Luís Costa Pinto*
“Criamos um monstro”, costumava dizer o ex-procurador-geral da República e ex-ministro do Supremo Tribunal Federal José Paulo Sepúlveda Pertence, morto a 2 de julho deste ano, sempre que desejava iniciar uma conversa sobre as imperfeições do Ministério Público Federal. Ao longo dos anos, tais imperfeições foram acentuadas pelos abusos praticados por procuradores e subprocuradores da República contra a própria instituição. Sepúlveda Pertence foi um dos integrantes de proa da Comissão Affonso Arinos, instituída pelo então presidente José Sarney para traçar os contornos básicos a partir dos quais os constituintes trabalhariam. Um dos raros pilares pouco modificados pela Assembleia foi justamente o do MPF, para desgosto posterior de um dos seus idealizadores.
Sigmaringa Seixas (morto em janeiro de 2019), advogado, deputado constituinte pelo Distrito Federal, dileto amigo de Pertence e também do presidente Luiz Inácio Lula da Silva, usava do mesmo desdém arrependido para se referir à atrofia que desfigurou a Procuradoria Geral da República, fazendo com que seus integrantes passassem a se crer semideuses inimputáveis e acima da capacidade de regramento e enquadramento pela Constituição que têm de jurar obedecer ao passarem em rígido concurso público. O mesmo dizem do MP ex-constituintes como Nélson Jobim (advogado, ex-ministro da Justiça e ex-ministro do STF) e José Genoino (professor, ex-deputado federal e ex-presidente do PT).
Ou seja, urge mudar o Ministério Público Federal e, consequentemente, a Procuradoria Geral da República. É a PGR, na figura do procurador-geral (ou procuradora-geral) que comanda o MPE em consórcio com os Conselhos da carreira – CNMP, Conselho Nacional do Ministério Público e CSMP, Conselho Superior do Ministério Público. A revolução que está por ser feita dentro do MP, ao contrário do que ocorre em processos políticos, é para fazer com que procuradores e subprocuradores da República voltem a atuar dentro dos limites da Constituição de 1988 e da Lei Complementar nº 75 de 1993, conhecida como Lei Orgânica do Ministério Público.

§ Seção de dados

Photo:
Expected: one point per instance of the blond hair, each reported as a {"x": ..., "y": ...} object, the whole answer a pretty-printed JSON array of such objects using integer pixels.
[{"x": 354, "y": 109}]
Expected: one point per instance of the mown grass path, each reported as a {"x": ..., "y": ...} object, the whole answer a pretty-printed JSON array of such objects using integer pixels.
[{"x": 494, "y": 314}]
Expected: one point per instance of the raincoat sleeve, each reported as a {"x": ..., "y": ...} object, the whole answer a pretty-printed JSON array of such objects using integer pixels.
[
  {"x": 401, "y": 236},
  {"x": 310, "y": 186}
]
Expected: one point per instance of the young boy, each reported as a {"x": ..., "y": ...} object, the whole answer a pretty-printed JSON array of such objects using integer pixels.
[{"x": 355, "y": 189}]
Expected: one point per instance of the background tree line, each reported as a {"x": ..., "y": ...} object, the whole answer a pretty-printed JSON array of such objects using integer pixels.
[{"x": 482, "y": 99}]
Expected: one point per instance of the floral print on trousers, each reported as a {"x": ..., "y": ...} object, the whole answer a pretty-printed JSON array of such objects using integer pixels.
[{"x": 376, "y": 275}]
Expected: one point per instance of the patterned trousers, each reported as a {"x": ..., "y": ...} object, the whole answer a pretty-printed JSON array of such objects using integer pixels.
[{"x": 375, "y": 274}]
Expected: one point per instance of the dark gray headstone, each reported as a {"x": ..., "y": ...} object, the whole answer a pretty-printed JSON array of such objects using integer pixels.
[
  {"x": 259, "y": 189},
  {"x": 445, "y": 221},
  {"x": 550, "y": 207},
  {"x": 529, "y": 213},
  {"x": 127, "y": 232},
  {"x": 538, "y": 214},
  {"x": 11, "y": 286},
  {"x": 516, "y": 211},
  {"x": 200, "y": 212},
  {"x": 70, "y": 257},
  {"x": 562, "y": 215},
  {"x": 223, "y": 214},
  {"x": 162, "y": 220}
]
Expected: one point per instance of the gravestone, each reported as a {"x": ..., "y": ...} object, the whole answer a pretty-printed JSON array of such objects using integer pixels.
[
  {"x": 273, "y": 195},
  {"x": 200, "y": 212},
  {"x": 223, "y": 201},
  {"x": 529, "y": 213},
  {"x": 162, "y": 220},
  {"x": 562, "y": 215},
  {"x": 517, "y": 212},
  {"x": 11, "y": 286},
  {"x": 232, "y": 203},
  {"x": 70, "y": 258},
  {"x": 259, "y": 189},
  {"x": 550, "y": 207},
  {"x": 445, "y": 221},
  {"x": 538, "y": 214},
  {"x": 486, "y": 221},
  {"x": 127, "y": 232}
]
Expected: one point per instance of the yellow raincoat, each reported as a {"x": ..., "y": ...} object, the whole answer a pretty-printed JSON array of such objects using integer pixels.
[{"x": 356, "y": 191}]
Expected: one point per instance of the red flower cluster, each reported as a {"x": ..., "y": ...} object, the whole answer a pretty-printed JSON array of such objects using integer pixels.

§ Requisitos do exercício
1. Reescreva um trecho do texto sobre o Ministério Público Federal substituindo "dileto" por "querido". Comece nas palavras "Sigmaringa Seixas (morto" e pare depois de "ex-presidente do PT).".
2. Dê continuidade ao texto sobre o Ministério Público Federal a partir da última frase apresentada.

§ Respostas esperadas
1.
Sigmaringa Seixas (morto em janeiro de 2019), advogado, deputado constituinte pelo Distrito Federal, querido amigo de Pertence e também do presidente Luiz Inácio Lula da Silva, usava do mesmo desdém arrependido para se referir à atrofia que desfigurou a Procuradoria Geral da República, fazendo com que seus integrantes passassem a se crer semideuses inimputáveis e acima da capacidade de regramento e enquadramento pela Constituição que têm de jurar obedecer ao passarem em rígido concurso público. O mesmo dizem do MP ex-constituintes como Nélson Jobim (advogado, ex-ministro da Justiça e ex-ministro do STF) e José Genoino (professor, ex-deputado federal e ex-presidente do PT).

2.
Assoberbadamente ampla, complexa como um polvo de 16 tentáculos, a Lei Orgânica confere aos titulares desta carreira de Estado poderes para se imiscuir em praticamente todos os negócios públicos e a se portarem como fiadores da transparência de vasta gama de negócios privados. Não é exagero dizer que o Ministério Público pode travar ou fazer deslanchar indicadores econômicos, desanuviar ambiente de negócios e acordos ou arranjos políticos.
Ciosos da complexidade e envergadura do poder que detinham, foi exatamente isso a que se dedicaram com denodo e por caminhos surpreendentemente inusitados ex-procuradores-gerais como Antônio Fernando de Souza (denúncia do “mensalão”, relato de crimes que jamais ocorreram), Roberto Gurgel (julgamento da Ação Penal 470, o “mensalão”) e Rodrigo Janot (associação com atos ilícitos e inconstitucionais praticados pelos procuradores de Curitiba na “Operação Lava Jato). A trinca, formada por próceres de um grupo que se autodenominou “tuiuiús” (ou “jaburu”, ave típica do Pantanal que tem por característica inflar o papo para afugentar os adversários e predadores), perverteu a ação da Procuradoria Geral fazendo-a focar na ação política e fez com que toda a instituição flertasse com o risco ao praticar o laissez-faire na maioria dos ramos de atuação do Ministério Público. A perversão pelo poder terminou atrofiando o comando da instituição. Em razão disso, pariu-se em Curitiba a aberração lavajatista.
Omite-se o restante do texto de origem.